(Recorded data)

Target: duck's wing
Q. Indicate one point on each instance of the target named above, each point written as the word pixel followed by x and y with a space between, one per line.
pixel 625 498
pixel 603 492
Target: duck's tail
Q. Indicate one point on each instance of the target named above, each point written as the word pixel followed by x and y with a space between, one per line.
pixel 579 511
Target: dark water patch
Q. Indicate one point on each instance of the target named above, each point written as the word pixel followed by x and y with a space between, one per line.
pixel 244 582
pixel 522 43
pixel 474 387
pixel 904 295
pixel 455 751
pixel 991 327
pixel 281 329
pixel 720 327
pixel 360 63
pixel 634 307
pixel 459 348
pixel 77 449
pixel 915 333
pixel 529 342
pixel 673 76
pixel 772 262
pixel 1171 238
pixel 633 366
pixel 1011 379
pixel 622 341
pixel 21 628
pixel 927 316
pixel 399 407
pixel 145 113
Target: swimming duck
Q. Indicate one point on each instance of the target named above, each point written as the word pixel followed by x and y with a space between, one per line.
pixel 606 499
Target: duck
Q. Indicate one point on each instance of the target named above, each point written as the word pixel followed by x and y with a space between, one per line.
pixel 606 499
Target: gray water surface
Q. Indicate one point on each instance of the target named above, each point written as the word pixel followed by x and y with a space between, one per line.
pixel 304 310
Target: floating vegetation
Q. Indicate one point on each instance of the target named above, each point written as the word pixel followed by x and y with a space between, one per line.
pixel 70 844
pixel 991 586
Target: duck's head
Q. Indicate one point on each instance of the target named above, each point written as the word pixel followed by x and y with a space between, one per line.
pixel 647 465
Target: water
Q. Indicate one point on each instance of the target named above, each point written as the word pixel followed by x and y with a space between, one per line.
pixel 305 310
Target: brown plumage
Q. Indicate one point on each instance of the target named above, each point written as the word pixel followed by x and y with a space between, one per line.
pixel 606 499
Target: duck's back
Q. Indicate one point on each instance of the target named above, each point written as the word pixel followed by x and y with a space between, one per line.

TASK TO CARRY OUT: Every line of the data above should be copied exactly.

EXPECTED OUTPUT:
Target: duck's wing
Q. Indicate one point on each instance of the target named above, each point written as the word pixel followed by x and y with a space between, one per line.
pixel 625 498
pixel 603 492
Target: duck's tail
Q. Indicate one point on each instance of the target named above, each point written as the word pixel followed by x and y with a space between, one per line.
pixel 579 511
Target: dark water patch
Q. Indicate one point on each instance of the target named above, each point written as the word pixel followed by x and y with a space between, one per line.
pixel 244 582
pixel 522 43
pixel 474 387
pixel 904 295
pixel 455 751
pixel 991 327
pixel 281 329
pixel 720 327
pixel 360 63
pixel 634 307
pixel 459 348
pixel 77 449
pixel 915 333
pixel 529 342
pixel 673 76
pixel 772 262
pixel 1171 238
pixel 633 366
pixel 1011 379
pixel 622 341
pixel 21 628
pixel 927 316
pixel 399 407
pixel 145 113
Target: swimming duck
Q. Indicate one point on each instance of the target named above, each point written as the word pixel followed by x and y with a space between, one per line.
pixel 606 499
Target: duck
Q. Indicate one point on each instance of the target named above, each point written as the word pixel followed by x and y with a space between, one per line.
pixel 606 499
Target: gray water surface
Q. Indicate one point on each instance of the target named above, each point written as the word pixel followed by x and y with a space between, one per line.
pixel 304 310
Target: floating vegetation
Q. Indicate one point on each instance of the target named above, each point written as the word pixel followed by x and y with a space between, one per line.
pixel 70 844
pixel 991 586
Target: duck's head
Q. Indicate one point on each instance of the target named above, each point written as the word pixel followed by x and y with a space between, one per line.
pixel 647 465
Target: water
Q. Indicate one point on each instance of the target named above, each point written as the word pixel followed by x and y with a space between, one per line.
pixel 305 310
Target: brown plumage
Q. Indicate one point on each instance of the target named above, each point written as the word pixel followed by x and y with a space between, one per line.
pixel 606 499
Target: duck's back
Q. Indicate one point on each instance of the target named above, each point written as the word pixel followed by x and y with a space between, one per line.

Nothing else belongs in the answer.